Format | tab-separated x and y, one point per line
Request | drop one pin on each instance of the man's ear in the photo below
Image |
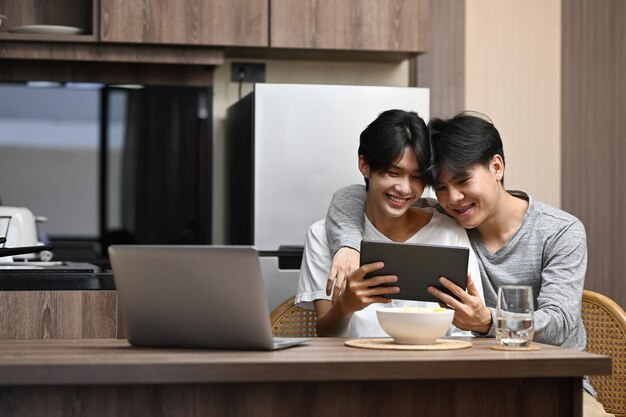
364	167
497	166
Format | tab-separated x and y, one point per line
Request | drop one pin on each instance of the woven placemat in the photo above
389	344
519	349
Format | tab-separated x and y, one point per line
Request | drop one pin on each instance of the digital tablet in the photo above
417	266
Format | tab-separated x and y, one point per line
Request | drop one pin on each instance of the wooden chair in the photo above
289	320
605	323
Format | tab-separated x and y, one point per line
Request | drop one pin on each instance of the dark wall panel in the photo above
594	135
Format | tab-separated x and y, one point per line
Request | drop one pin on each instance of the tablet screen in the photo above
417	266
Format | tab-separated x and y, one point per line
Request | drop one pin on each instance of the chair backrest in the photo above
289	320
605	323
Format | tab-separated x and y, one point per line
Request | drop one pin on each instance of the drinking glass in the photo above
514	316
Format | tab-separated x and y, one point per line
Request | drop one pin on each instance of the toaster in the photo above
19	226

DESCRIPTION OF THE TASK - All of the data above should be quoted exactly, except for the pictures.

FINISHED ANSWER -
Format | tab-separated x and y, one point per line
Request | drop one pin on each instance of the man's ear in the photo below
Image |
364	167
497	166
Format | tab-separated x and y, one point per line
Request | drop one pin on each instance of the woven placemat in the photo above
389	344
519	349
Format | tab-separated x and y, one point per line
Request | drop one pin on each instance of the digital tablet in the photo above
417	266
Format | tab-separated x and y, one point per line
Request | drop one pin on each instance of the wooden chair in the photo above
289	320
605	323
Format | tab-separated x and y, one point per line
Request | drop one pin on each instance of the dark wall panel in the photo above
594	135
Format | tab-separated x and y, one point per line
Request | drop one pin on each instance of the tablet screen in the photo above
417	266
Format | tab-separated x and y, one point per line
Request | drop one pin on each instance of the chair backrest in the photo above
289	320
605	323
Format | tab-separated x and y, one point per line
Request | drop one pin on each instance of the drinking glass in the photo above
514	316
Format | tab-separated x and y, one point per line
Request | drop one pin on each instance of the toaster in the photo above
19	226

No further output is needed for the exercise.